## OBJETIVO DE LA TAREA
En el hilo sobre la configuración de una red Profibus con el PLC S7-1200, ¿mediante qué bornes gobiernan los variadores SINAMICS G130/150 el contactor de línea?

## TEXTO PROPORCIONADO
==*==
# Configuracion red profibus plc s7-1200



## Julian Duque (Oct 9, 2012)

Buen día:

En el momento estoy realizando un proyecto de automatización con el plc s7-1200 y pido ayuda para configurar una red profibus dp entre este plc y un arrancador suave sirius 3RW44 con el software tia portal V11 de siemens también. He estado mirando en google pero encuentro muy poca información al respecto.

De antemano doy las gracias por sus prontas y oportunas respuestas......


----------



## tesla (Oct 10, 2012)

Si cuentas con los hardware y software necesarios podras realizar tu comunicacion, contando con el s7-1200 que codigo es tu procesador? necesitas su modulo de comunicacion para profibus o usar el profinet que lleva integrado, necesitas el tia portal v11 o v10.5.


----------



## Luis Eduardo Sánchez (Oct 12, 2012)

Hola julian revisa este link. Ahi encontrarás todo lo que necesitas de no ser así avisame para darte una mano.

Saludos


----------



## tesla (Dic 14, 2012)

Luis Eduardo, tengo una duda con los variadores. He visto muchos planos electricos en los que en la parte de fuerza, conectan un contactor trifasico aguas arriba del variador.
Esto solo seria para la parada de emergencia? o para su arranque? tengo entendido que no es conveniente por un tema de desgaste del equipo y el motor pero no estoy seguro que sea solo por eso.


----------



## cargamsoft (Dic 14, 2012)

El contactor que colocan aguas arriba, también llamado contactor de linea lo usan tal como sospechas, para parada de emergencia ya que en algunos casos se exige que la parada de emergencia seccione al equipo de la red (netamente eléctrica), pero ha de saber que los variadores SIEMENS, en el caso de los SINAMICS G130/150 gobiernan ese contactor a traves de los bornes X9: 5 y 6.

Normalmente solo esta energizada la control unit con 24VDC y el contactor esta abierto. Cuando recibe una orden de arranque, sea cual sea la fuente de mandos seleccionada, el power module manda a cerrar este contactor a través de los bornes mencionados, se realiza la carga de la tension DC, enciende el blower e inmediatamente entra en servicio.

Espero haberte ayudado en algo

saludos

Como dato adicional, la parada de emergencia esta cableado en serie con el circuito de control del contactor de red, de forma que lo pueda aperturar. Esta parada de emergencia no solo puede ser el pulsador tipo hongo, sino también puede provenir de algún pull cord, de algún rele de seguridad, etc.

saludos


----------
==*==
## ENTRADAS DEL LISTADO
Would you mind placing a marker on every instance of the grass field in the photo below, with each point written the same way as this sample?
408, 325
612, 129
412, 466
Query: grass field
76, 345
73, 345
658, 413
==*==
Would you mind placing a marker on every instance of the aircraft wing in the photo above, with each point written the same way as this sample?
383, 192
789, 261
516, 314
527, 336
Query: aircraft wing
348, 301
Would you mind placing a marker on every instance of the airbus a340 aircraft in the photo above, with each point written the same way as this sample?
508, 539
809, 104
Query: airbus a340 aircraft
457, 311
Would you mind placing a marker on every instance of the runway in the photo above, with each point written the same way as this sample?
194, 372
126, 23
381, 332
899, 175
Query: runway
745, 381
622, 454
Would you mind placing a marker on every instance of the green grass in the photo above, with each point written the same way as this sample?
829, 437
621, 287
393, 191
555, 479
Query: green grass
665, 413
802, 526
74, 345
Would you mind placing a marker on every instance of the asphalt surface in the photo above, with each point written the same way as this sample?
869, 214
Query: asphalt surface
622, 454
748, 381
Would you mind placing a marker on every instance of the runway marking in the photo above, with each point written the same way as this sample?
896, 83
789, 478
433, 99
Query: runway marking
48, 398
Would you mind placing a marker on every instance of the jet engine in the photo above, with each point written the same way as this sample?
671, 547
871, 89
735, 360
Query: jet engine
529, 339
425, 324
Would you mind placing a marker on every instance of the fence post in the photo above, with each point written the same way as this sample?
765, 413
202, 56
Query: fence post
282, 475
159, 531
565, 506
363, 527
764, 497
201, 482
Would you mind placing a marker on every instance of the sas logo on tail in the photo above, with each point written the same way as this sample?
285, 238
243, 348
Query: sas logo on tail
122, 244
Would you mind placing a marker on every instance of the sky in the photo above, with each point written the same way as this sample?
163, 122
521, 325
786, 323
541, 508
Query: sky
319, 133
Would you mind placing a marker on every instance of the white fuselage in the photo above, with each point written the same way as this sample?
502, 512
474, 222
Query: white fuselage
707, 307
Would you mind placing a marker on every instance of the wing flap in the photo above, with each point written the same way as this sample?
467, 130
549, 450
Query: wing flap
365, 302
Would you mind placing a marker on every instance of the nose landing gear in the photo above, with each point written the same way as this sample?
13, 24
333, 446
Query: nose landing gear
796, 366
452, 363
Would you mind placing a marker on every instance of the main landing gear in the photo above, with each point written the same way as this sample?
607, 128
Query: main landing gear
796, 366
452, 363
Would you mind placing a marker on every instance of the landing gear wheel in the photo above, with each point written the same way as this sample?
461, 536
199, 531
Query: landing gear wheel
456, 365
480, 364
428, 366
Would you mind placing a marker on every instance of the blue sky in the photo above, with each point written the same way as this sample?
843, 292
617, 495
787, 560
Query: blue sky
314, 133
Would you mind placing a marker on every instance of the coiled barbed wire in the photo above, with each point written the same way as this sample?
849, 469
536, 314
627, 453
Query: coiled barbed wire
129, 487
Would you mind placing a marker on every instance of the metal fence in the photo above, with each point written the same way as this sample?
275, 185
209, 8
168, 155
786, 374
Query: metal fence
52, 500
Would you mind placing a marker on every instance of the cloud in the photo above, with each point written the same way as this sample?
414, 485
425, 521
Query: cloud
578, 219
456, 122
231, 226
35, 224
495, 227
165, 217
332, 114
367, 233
==*==
## RESPUESTA A LA TAREA
Lo gobiernan mediante los bornes X9: 5 y 6.